• EXERCISE INSTRUCTIONS:
Every entry needs to be printed exactly, please.

begin

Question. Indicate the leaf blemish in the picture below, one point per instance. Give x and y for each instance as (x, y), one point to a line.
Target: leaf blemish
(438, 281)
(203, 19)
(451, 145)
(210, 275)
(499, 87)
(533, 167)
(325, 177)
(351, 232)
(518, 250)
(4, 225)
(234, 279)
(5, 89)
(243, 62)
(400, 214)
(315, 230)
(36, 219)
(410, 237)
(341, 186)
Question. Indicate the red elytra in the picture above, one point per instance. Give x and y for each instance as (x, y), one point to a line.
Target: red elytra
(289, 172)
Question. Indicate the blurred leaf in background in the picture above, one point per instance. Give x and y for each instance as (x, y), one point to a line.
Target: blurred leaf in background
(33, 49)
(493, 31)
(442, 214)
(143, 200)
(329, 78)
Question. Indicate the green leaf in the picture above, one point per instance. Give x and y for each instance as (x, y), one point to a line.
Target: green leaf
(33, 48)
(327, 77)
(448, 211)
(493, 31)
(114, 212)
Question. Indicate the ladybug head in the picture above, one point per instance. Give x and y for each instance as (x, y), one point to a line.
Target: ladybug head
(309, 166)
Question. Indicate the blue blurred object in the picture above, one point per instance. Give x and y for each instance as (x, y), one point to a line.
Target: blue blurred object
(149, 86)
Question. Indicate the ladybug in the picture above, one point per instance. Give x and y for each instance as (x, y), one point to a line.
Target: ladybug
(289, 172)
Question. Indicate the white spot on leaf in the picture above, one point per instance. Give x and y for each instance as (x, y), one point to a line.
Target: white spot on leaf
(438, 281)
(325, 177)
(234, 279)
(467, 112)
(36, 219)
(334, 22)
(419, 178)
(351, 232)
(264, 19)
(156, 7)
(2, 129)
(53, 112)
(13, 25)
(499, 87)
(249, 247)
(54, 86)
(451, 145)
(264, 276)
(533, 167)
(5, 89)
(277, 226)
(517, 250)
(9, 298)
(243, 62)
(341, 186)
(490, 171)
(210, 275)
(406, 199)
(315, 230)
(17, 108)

end

• REPLY TO THE EXERCISE:
Question. Indicate the leaf blemish in the picture below, one point per instance. Give x and y for each instance as (x, y), one point to a line.
Target: leaf blemish
(438, 281)
(203, 19)
(451, 145)
(210, 275)
(499, 87)
(533, 167)
(325, 177)
(351, 232)
(518, 250)
(4, 225)
(234, 279)
(5, 89)
(243, 62)
(400, 214)
(315, 230)
(36, 219)
(410, 237)
(341, 186)
Question. Indicate the red elytra in the picture above, one point per instance. Give x and y for each instance as (x, y), one point to a line.
Target: red elytra
(289, 172)
Question. Indicate the blurred leaf in background in the picture above, one point per instance. Give x and y for each instance as (x, y), one point to a line.
Target: blurred leaf in background
(33, 49)
(493, 31)
(442, 214)
(143, 200)
(329, 78)
Question. Indicate the green leaf in the picture above, one point per instance. Give x and y for each instance as (x, y), one point to a line.
Target: green leaf
(33, 48)
(327, 77)
(448, 211)
(493, 31)
(114, 212)
Question. Indicate the ladybug head in the picture above, one point per instance. Give x and y for each instance as (x, y), one point to a line.
Target: ladybug head
(309, 166)
Question. Indicate the blue blurred object in the picture above, one point per instance. Give x and y for each instance as (x, y), one point to a line.
Target: blue blurred object
(149, 86)
Question. Indicate the ladybug in the picture above, one point per instance. Give x and y for each instance as (x, y), one point to a line.
Target: ladybug
(289, 172)
Question. Indicate the white spot on leaf in the picture above, one point per instance. Give x and y for each instance as (x, y), one point to a line.
Target: white spot on leaf
(438, 281)
(325, 177)
(234, 279)
(467, 112)
(36, 219)
(334, 22)
(419, 178)
(351, 232)
(264, 19)
(156, 7)
(2, 129)
(53, 112)
(13, 25)
(499, 87)
(249, 247)
(54, 86)
(451, 145)
(264, 276)
(533, 167)
(5, 89)
(277, 226)
(517, 250)
(9, 298)
(243, 62)
(341, 186)
(490, 171)
(210, 275)
(406, 199)
(315, 230)
(17, 108)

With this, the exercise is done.